Direction: Identify each line in the data below that contains the string "building", and copy those lines out. The match must respect case.

** Begin Task inputs **

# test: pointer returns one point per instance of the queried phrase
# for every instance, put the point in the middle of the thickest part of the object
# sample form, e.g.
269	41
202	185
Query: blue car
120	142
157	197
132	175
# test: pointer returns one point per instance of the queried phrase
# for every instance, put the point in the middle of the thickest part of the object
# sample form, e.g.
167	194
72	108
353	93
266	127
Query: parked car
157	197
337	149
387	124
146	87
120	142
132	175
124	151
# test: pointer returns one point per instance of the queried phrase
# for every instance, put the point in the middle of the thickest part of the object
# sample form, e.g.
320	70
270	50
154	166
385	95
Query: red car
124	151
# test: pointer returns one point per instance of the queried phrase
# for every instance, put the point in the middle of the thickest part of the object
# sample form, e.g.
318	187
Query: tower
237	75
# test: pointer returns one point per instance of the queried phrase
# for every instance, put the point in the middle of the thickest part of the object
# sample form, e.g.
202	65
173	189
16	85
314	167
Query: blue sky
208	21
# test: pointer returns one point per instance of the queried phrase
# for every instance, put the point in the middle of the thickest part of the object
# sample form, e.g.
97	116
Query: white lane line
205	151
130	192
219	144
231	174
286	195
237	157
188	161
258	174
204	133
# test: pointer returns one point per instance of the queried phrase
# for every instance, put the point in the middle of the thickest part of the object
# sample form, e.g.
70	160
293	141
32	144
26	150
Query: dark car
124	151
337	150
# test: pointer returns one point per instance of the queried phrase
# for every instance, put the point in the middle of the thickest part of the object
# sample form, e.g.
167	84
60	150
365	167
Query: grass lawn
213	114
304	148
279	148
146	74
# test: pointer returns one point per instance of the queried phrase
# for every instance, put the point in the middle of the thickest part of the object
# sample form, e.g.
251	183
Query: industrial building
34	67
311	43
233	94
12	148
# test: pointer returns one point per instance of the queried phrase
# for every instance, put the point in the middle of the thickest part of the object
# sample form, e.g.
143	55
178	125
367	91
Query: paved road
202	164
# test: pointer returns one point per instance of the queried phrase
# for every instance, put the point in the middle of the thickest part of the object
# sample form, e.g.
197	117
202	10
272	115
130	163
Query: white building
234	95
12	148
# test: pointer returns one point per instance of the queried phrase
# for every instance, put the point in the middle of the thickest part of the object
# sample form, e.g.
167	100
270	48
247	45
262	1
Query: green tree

** End Task inputs **

Solved exercise:
Query: industrial building
Query: white building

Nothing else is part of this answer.